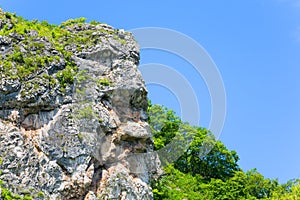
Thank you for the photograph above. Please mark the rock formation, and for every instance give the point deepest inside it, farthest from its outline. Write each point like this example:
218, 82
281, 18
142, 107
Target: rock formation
73, 121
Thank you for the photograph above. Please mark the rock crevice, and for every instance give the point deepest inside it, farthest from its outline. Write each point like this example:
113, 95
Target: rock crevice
76, 126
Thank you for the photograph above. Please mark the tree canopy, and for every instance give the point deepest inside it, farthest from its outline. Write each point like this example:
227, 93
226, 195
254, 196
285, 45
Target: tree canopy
207, 172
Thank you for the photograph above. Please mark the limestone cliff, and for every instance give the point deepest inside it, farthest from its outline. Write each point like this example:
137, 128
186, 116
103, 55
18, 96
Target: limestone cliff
73, 122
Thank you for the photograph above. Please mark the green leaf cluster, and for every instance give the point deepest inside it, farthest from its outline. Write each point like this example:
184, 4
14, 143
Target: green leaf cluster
199, 175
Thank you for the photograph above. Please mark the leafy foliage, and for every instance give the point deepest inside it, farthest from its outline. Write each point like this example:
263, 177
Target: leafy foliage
216, 175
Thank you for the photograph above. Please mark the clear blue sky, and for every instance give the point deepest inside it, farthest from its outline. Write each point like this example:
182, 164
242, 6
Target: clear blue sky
256, 46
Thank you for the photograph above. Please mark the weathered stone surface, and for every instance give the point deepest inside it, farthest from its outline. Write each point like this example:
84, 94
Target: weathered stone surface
90, 141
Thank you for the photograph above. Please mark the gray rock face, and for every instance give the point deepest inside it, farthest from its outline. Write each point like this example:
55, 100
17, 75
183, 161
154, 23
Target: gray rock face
91, 141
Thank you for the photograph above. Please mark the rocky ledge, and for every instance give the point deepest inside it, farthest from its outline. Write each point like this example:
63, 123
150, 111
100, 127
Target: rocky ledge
73, 121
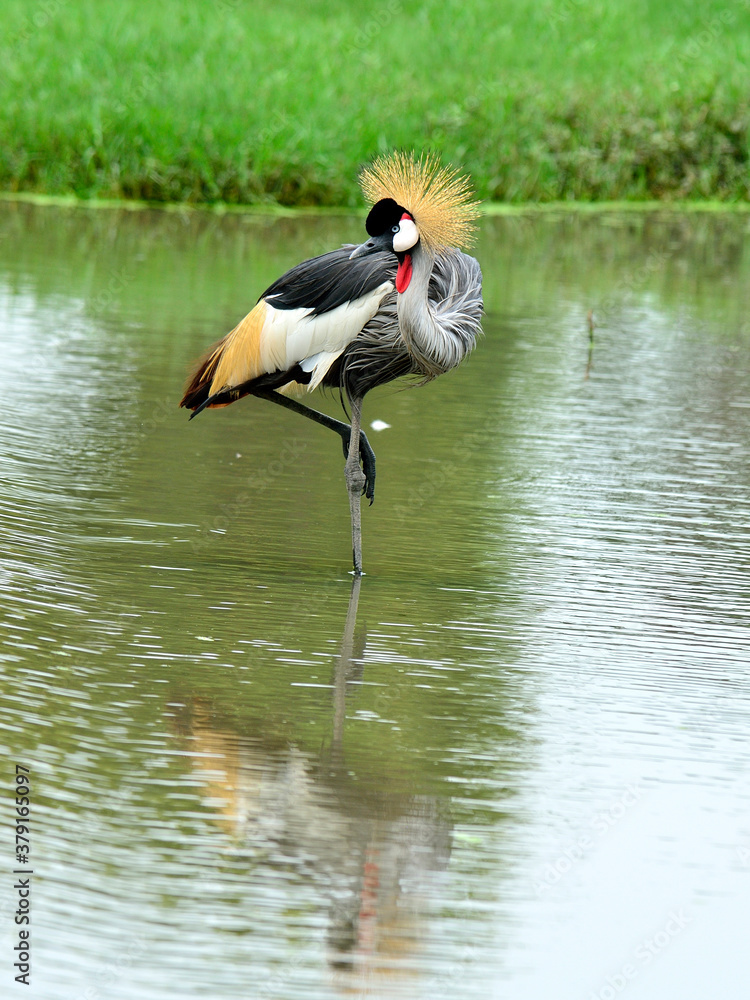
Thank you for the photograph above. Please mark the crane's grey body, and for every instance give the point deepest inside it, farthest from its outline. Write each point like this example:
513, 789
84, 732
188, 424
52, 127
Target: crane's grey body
424, 332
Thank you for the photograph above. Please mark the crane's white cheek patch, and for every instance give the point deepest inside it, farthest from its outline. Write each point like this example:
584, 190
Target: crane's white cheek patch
406, 237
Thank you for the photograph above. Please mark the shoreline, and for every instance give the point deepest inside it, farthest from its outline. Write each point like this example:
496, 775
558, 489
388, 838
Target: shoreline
284, 211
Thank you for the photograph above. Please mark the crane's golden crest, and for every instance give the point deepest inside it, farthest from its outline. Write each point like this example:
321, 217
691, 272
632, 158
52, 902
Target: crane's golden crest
439, 199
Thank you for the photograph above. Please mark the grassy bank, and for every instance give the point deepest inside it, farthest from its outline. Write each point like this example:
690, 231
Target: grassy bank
257, 102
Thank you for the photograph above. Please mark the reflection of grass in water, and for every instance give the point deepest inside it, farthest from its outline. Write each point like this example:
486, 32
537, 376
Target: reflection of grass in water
264, 102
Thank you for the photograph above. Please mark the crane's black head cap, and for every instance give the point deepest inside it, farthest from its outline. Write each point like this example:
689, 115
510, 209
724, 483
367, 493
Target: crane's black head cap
383, 215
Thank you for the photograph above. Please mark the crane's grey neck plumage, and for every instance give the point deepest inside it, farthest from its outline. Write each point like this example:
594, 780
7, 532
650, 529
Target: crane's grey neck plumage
440, 335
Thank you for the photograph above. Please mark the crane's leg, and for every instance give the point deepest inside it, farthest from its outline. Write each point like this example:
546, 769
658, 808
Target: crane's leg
356, 484
344, 431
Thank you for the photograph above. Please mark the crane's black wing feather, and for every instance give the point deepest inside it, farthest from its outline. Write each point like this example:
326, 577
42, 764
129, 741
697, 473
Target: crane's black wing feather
326, 282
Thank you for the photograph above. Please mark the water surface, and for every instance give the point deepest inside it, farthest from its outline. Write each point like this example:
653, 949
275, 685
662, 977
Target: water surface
520, 769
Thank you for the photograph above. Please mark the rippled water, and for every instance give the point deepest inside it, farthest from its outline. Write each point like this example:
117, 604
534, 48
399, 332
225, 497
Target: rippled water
519, 767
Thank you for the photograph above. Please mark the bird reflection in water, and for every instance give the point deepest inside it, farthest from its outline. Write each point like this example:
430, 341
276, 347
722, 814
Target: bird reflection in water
371, 852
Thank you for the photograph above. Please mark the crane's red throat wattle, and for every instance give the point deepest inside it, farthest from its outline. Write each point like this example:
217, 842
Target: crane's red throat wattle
403, 275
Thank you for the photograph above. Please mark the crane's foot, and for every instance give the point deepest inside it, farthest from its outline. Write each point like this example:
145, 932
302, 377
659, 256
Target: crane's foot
364, 476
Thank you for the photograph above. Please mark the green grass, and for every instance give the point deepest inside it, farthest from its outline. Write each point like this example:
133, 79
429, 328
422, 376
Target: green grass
248, 102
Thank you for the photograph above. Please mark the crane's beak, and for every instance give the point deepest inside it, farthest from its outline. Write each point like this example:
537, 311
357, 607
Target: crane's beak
374, 245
================
## What is expected:
Rewrite the whole listing above, changing every "farthest from its outline" to "farthest from its edges" and keeping all other text the same. Leave out the pictures.

## Final result:
Thank you for the photograph above. Please mark the rock formation, and for every instance give the point deepest inside it, farthest from its edges. Write each point like this example:
218, 82
281, 18
142, 107
Target: rock formation
73, 121
Thank you for the photograph above. Please mark the rock crevice, and for every instance give the point deepest inside it, farthest from its edges. Write each point like this example:
113, 95
Target: rock crevice
76, 126
Thank you for the photograph above. Please mark the tree canopy, and for every instance give the point deepest inside it, farthest from its edges. Write each point like this example:
227, 93
226, 195
254, 196
285, 45
Target: tree canopy
207, 172
Thank you for the photograph above. Please mark the limestone cliff, and for every instance give the point deepest inside it, farthest from its edges. Write each point like this example:
137, 128
186, 116
103, 55
18, 96
Target: limestone cliff
73, 122
Thank you for the photograph above. Please mark the green leaf cluster, and for every instance give the point deepest inside it, farthest from its edges. Write each point like this example:
184, 4
14, 143
Target: green leaf cluster
199, 175
Thank you for the photograph above. Please mark the leafy foliage, and for every instance give the point deepest inside it, farthest from its edges. Write each point like this example:
263, 177
Target: leafy foliage
216, 175
Thank you for the photograph above. Please mark the clear blue sky, and for every instance give the point deepest inside it, farthest from its edges. Write each point like this example:
182, 164
242, 6
Target: clear blue sky
256, 46
Thank you for the photograph above. Please mark the weathered stone surface, and for every instance give the point deepest inside it, farthest from its edges. Write each point like this example:
84, 94
Target: weathered stone surface
90, 141
Thank you for the photograph above. Please mark the gray rock face, and for every instance give the point deepest inside it, farthest from its edges. Write each point like this example:
55, 100
17, 75
183, 161
154, 23
Target: gray rock face
91, 141
Thank you for the photograph above. Please mark the rocky ledge, and for every instance give the point deepest inside it, farthest from its edges. Write each point like this example:
63, 123
150, 111
100, 127
Target: rocky ledge
73, 121
Thank you for the photograph above. Please mark the crane's grey body, and for every instance give the point deepest inside it, farthest from its edges. Write each point like this example:
513, 789
84, 732
188, 424
52, 127
Target: crane's grey body
424, 332
Thank you for the photograph above. Please mark the crane's white cheek patch, and for every instance give the point deepest inside it, farthest from its edges. Write each point like this example:
584, 190
Target: crane's white cheek patch
406, 237
Thank you for the photograph above. Please mark the shoreline, and for every instance give the point deepest inside it, farthest from its edges. Write each point like this example:
496, 775
558, 489
388, 838
Target: shoreline
284, 211
Thank you for the photograph above. Please mark the crane's golden crest, and for every instance give the point deepest inside it, farthest from its edges. Write each point like this example:
321, 217
691, 272
632, 158
52, 902
Target: crane's golden crest
439, 199
Thank you for the photograph above. Please mark the grassy bank, and for every instance give the point deepest inside it, farthest from its edges. Write each point like this example:
690, 231
Target: grassy bank
257, 102
Thank you for the photograph above. Please mark the reflection of grass in water, and for every instance give the point deepest inside it, farthest from its edges. Write each point like this example:
486, 32
537, 376
Target: reflection of grass in water
264, 102
Thank you for the photograph above. Please mark the crane's black head cap, and for every instance give the point deepest inside it, farthest from its edges. Write each point like this example:
689, 115
510, 209
724, 483
367, 493
Target: crane's black head cap
383, 215
Thank you for the photograph above. Please mark the crane's grey neck plumage, and for every instance give the point deepest inside it, farthest from its edges. Write each point like this example:
594, 780
7, 532
650, 529
Target: crane's grey neck plumage
440, 335
Thank you for the photograph above. Please mark the crane's leg, and for every instance give the point deepest inside it, farthest from its edges. Write each point like this example:
546, 769
658, 808
Target: crane's leg
356, 484
344, 431
Thank you for the photograph above. Please mark the crane's black wing feather, and for every instance give the point deepest inside it, farthest from its edges. Write each point like this example:
326, 577
42, 764
129, 741
697, 473
Target: crane's black wing feather
326, 282
Thank you for the photograph above. Please mark the water surface, and for every instance give the point deepest inside it, farthest from its edges. Write each point like this example:
653, 949
275, 685
662, 977
Target: water surface
520, 769
Thank you for the photograph above. Please mark the rippled water, and for every instance give the point deepest inside it, farthest from its edges. Write each point like this example:
117, 604
534, 48
399, 332
225, 497
Target: rippled water
519, 767
Thank you for the photograph above. Please mark the bird reflection in water, and for every instance give the point deepest inside it, farthest from its edges. Write each point like this example:
430, 341
276, 347
722, 814
Target: bird reflection in water
371, 852
Thank you for the photograph above. Please mark the crane's red throat wattle, and for every instance give the point deepest inside it, farthest from its edges. Write each point like this example:
217, 842
Target: crane's red throat wattle
403, 275
Thank you for the photograph above. Please mark the crane's foot, and for every instance give the point deepest inside it, farthest from its edges. Write each point like this example:
145, 932
302, 377
659, 256
Target: crane's foot
364, 476
Thank you for the photograph above. Please mark the green grass, and for every instance give the point deepest inside it, farthest from its edges. Write each point like this example:
133, 79
429, 328
422, 376
Target: green grass
248, 102
Thank you for the photograph above. Please mark the crane's beak, and for every instance give the point deepest inside it, farthest from its edges. Write each point like this example:
537, 311
357, 607
Target: crane's beak
374, 245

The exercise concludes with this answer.